Extract:

- - - - - - -

Fudbalski klub Iskra (English: Football Club Iskra) is a Montenegrin football club based in Danilovgrad. They currently compete in the Montenegrin First League.

History
FK Iskra was founded in 1919, under the name RSK Sloga Danilovgrad. Since 1929, the team played under the name RSK Zmaj, with their first-ever performance in Montenegrin Football Championship on season 1933–34.
After World War II, the team started to play under the name FK Iskra. First significant success, FK Iskra made with promotion to Montenegrin Republic League 1948–49. Another historical success, FK Iskra made in summer 1956. After playoff games against FK Bokelj, the team from Danilovgrad gained their first-ever promotion to the Yugoslav Second League (1956–57), but finished as a last-placed team. Next year, the team was dissolved after the financial troubles, but was refounded in 1959.
On season 1969–70, FK Iskra won the champion title in the Montenegrin Republic League and gained new promotion to Yugoslav Second League. This time, they spent two seasons in the Second League, among some of well-known national sides such as FK Budućnost, FK Sutjeska or NK GOŠK. On 28 November 1971, FK Iskra made a historical win against neighbouring Podgorica's and Montenegrin strongest side FK Budućnost (1-0).

- - - - - - -

Recorded information:
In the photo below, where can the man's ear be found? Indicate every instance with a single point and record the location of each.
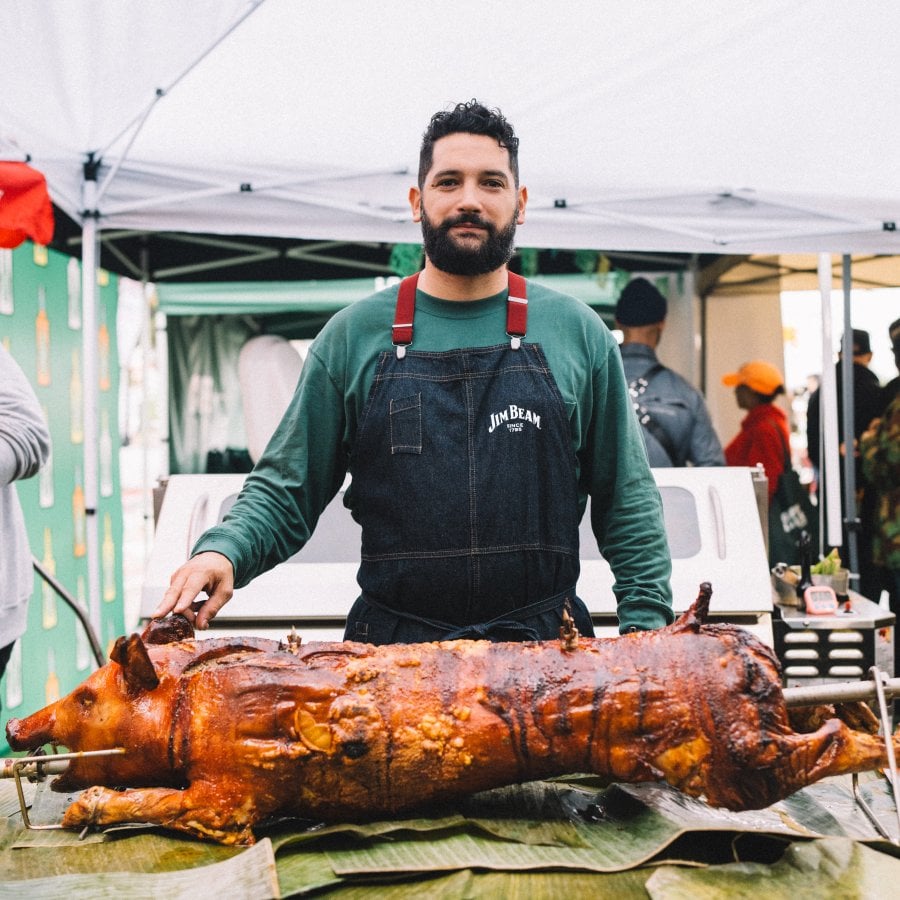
(415, 203)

- - - - - - -

Exercise instructions:
[a] Output the passage of the FK Iskra history from "Fudbalski klub Iskra" up to and including "on season 1933–34.".
[b] Pick up the history of FK Iskra after its final sentence and carry it on.
The lines above were taken from a different source than the text about FK Iskra.

The responses:
[a]
Fudbalski klub Iskra (English: Football Club Iskra) is a Montenegrin football club based in Danilovgrad. They currently compete in the Montenegrin First League.

History
FK Iskra was founded in 1919, under the name RSK Sloga Danilovgrad. Since 1929, the team played under the name RSK Zmaj, with their first-ever performance in Montenegrin Football Championship on season 1933–34.

[b]
Until the mid 1990s, FK Iskra played only in the third and fourth division, without significant successes. On season 1993–94, FK Iskra made huge successes, with the 'double' on Republic level. The team from Danilovgrad became a champion of the Montenegrin Republic League and, for the first time in history, title of Montenegrin Republic Cup winner. That gained them promotion to the 1994-95 Yugoslav Second League and the very first performance in the Yugoslav Cup. After poor performance, FK Iskra finished 19th in the Second League, so were relegated to the third-tier competition. In the 1994–95 FR Yugoslavia Cup, FK Iskra made surprise in the first leg, with a victory against First league member FK Sloboda (2:0). But, in the Round of 16, FK Iskra were eliminated by Yugoslav title-holder FK Partizan (0-3; 0-10). During the next period, FK Iskra played between Yugoslav Second League and Montenegrin League. In the second tier, the team from Danilovgrad participated in season 1996–97, and from 2000 to 2003.
Following Montenegrin independence (2006), FK Iskra played in Second and Third League, but first notable successes came after 2013. On season 2013–14, FK Iskra won the champion title in the Third League. Next year, after the hard struggle with FK Dečić, FK Iskra became the champion of the Second League. With that result, FK Iskra gained their historical, first-ever promotion to the Montenegrin First League.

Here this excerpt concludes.